Exercise objective → Copy out the data so that nothing differs from the original.

Data shown →
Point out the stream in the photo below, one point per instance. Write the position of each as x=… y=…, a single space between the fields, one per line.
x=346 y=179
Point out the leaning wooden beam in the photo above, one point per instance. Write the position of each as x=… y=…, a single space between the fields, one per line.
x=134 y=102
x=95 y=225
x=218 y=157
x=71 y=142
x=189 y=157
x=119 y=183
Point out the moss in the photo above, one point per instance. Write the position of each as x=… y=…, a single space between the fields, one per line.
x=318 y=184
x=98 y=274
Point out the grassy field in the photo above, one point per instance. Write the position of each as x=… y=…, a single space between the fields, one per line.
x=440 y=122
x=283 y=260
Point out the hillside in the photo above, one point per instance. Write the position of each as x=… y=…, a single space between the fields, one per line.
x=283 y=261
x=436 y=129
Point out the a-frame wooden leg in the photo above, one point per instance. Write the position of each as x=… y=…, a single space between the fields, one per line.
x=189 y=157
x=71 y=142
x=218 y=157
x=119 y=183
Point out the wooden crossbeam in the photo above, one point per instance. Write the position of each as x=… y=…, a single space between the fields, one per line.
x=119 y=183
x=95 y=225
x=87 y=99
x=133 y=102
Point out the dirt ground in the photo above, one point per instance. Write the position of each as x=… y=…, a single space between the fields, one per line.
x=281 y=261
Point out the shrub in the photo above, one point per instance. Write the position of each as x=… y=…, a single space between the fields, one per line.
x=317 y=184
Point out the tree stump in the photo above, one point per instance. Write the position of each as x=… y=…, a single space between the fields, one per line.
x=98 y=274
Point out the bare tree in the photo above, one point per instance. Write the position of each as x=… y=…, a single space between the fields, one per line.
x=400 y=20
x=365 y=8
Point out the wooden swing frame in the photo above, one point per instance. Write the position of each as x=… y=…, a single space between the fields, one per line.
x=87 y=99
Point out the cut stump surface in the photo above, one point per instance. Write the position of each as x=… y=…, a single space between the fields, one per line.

Result of this task →
Point out the stream in the photo below, one point per instance. Write the position of each as x=… y=…, a single space between the fields, one per line.
x=346 y=179
Point out the leaning wooden beam in the photo above, one point per instance. Write the position of each as x=… y=…, a single space between the fields, one per line.
x=134 y=102
x=95 y=225
x=218 y=157
x=71 y=142
x=189 y=157
x=119 y=183
Point out the moss in the photo above, one point per instance. Write the position of each as x=… y=…, a single space between the fields, one per line.
x=318 y=184
x=98 y=274
Point out the grassy field in the photo above, one point per instance. Write the position of each as x=… y=…, a single space between the fields, one per line.
x=440 y=122
x=283 y=260
Point out the hillside in the photo above, one point per instance. Write the position of each as x=… y=…, a single space between the fields, one per line.
x=283 y=261
x=436 y=129
Point out the a-frame wooden leg in the photo above, one point per instance. Write the position of each as x=… y=…, a single space between the fields, one per line.
x=189 y=157
x=71 y=142
x=218 y=157
x=119 y=183
Point out the wooden crossbeam in the photo above, one point per instance. Write the position of each as x=… y=…, a single space between the fields, one per line.
x=119 y=183
x=95 y=225
x=87 y=99
x=133 y=102
Point out the dirt ground in the photo above, one point per instance. Write the position of each as x=… y=…, a single space between the fields, one per line.
x=281 y=261
Point out the shrub in the photo above, one point per instance. Write the position of each as x=… y=…, a single space between the fields, one per line.
x=317 y=184
Point out the tree stump in the photo above, one point per instance. Write the position of each as x=… y=…, a single space between the fields, one per line.
x=98 y=274
Point out the bare tree in the photo above, one point per instance. Write the position of each as x=… y=…, a single space between the fields, one per line.
x=400 y=20
x=365 y=8
Point out the wooden swing frame in the photo above, one point per instance. Write the position of each as x=… y=…, a single space between the fields, one per line.
x=87 y=99
Point out the cut stump surface in the photo above, one point per instance. Write the position of each as x=… y=…, a single space between the fields, one per line.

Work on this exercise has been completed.